TEXT EXTRACT
-- Begin --
The second lowest eigenvalue of this operator is $(a^2+\theta)$, it can not 
become tachyonic, so it can not lead to any instability.

\subsec{$T^4$ member of Lagrangian. ``Stable'' tachyonic vev.}


Since the eigenstates $(V_k)$ of $\IH$ form a complete basis in 
the Hilbert space $H^3$, we can write arbitrary $A_1$ and $\Phi_{2..9}$ as 
\ber
& A_1(t,x)=\Sigma_k Z_{1,k}(t) V_k(x)=
- i Z_{0}(t)e^{-{\theta x^2 \over 2}}+
\Sigma_{k\neq 0} Z_{1k}(t) V_k(x)\\
& \Phi_3(t,x)=\Sigma_k Z_{3,k}(t) V_k(x)=
Z_{0}(t)e^{-{\theta x^2 \over 2}}+
\Sigma_{k\neq 0} Z_{3k}(t) V_k(x)\\
& \Phi_i(t,x)=\Sigma_{k\neq 0} Z_{i,k}(t) V_k(x),\ \ i=2,4..9
\eer{rever}

Of all the original fields, only $A_1$ and $\Phi_3$ contain a tachyon.
Supposing that no other fields are excited, and we are interested in 
the terms in the Hamiltonian containing $Z_0$ only, then we can 
substitute (\ref{rever}) into $H$ and integrate over $x$.
We get the following ``potential'' for (static) $Z_0$:
\beq
{H=
\sqrt{\pi\over\theta}\left((a^2-\theta)Z_0^*Z_0^{ }
+{1\over2\sqrt{2}}(Z_0^*Z_0^{ })^2 \right)+...}
\eeq{forZ}

So when $a^2-\theta<0$ we have the symmetry spontaneously broken, and 
even if we have $Z_0(t=0)=0$, it evolves with time to a non-zero value:
\eqn{vevZ}{\langle Z_0^*Z_0^{ }\rangle=-{(a^2-\theta)}\sqrt{2}}
Assuming $\langle Z_0\rangle$ real we get the following  
stable static 
vevs\footnote{Under the term {\it vev} we assume just a classical solution
for the equations of motion.} for the initial fields
\eqn{vevA}{\langle A_1\rangle =-i\sqrt{-(a^2-\theta)\sqrt{2}}
e^{-{\theta x^2\over2}},}
\eqn{vevF}{\langle\Phi_3\rangle=\sqrt{-(a^2-\theta)\sqrt{2}}
e^{-{\theta x^2\over2}},}
and no other fields evolve to a non-zero static value due to this process.
-- End --
DATASET EXCERPTS
-- Begin --
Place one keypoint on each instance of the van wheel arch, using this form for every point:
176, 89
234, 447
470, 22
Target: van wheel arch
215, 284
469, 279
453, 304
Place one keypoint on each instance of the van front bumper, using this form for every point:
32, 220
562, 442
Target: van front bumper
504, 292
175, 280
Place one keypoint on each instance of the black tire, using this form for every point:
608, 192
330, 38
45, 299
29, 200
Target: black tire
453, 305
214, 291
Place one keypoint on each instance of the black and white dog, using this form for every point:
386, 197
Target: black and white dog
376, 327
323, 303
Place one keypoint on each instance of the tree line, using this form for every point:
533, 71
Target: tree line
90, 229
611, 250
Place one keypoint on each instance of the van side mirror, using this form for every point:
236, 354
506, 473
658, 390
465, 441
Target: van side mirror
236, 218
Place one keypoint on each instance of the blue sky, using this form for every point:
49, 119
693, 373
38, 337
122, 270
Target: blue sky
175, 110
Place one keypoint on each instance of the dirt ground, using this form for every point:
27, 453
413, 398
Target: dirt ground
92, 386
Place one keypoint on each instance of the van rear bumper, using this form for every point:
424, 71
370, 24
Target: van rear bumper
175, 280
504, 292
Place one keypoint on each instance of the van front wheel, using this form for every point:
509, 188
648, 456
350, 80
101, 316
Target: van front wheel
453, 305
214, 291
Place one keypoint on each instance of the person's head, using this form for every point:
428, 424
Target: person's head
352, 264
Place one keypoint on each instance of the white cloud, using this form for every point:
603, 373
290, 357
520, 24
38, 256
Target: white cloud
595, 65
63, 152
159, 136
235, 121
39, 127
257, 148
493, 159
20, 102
-- End --
WHAT TO DO
Rewrite the part of the tachyonic vev passage that opens with the words containing "So when $a^2-\theta<0$" and closes with "to this process.", putting "classical configuration" in place of "classical solution". The rows have nothing to do with the tachyonic vev passage.

ANSWER TO THE PROBLEM
So when $a^2-\theta<0$ we have the symmetry spontaneously broken, and 
even if we have $Z_0(t=0)=0$, it evolves with time to a non-zero value:
\eqn{vevZ}{\langle Z_0^*Z_0^{ }\rangle=-{(a^2-\theta)}\sqrt{2}}
Assuming $\langle Z_0\rangle$ real we get the following  
stable static 
vevs\footnote{Under the term {\it vev} we assume just a classical configuration
for the equations of motion.} for the initial fields
\eqn{vevA}{\langle A_1\rangle =-i\sqrt{-(a^2-\theta)\sqrt{2}}
e^{-{\theta x^2\over2}},}
\eqn{vevF}{\langle\Phi_3\rangle=\sqrt{-(a^2-\theta)\sqrt{2}}
e^{-{\theta x^2\over2}},}
and no other fields evolve to a non-zero static value due to this process.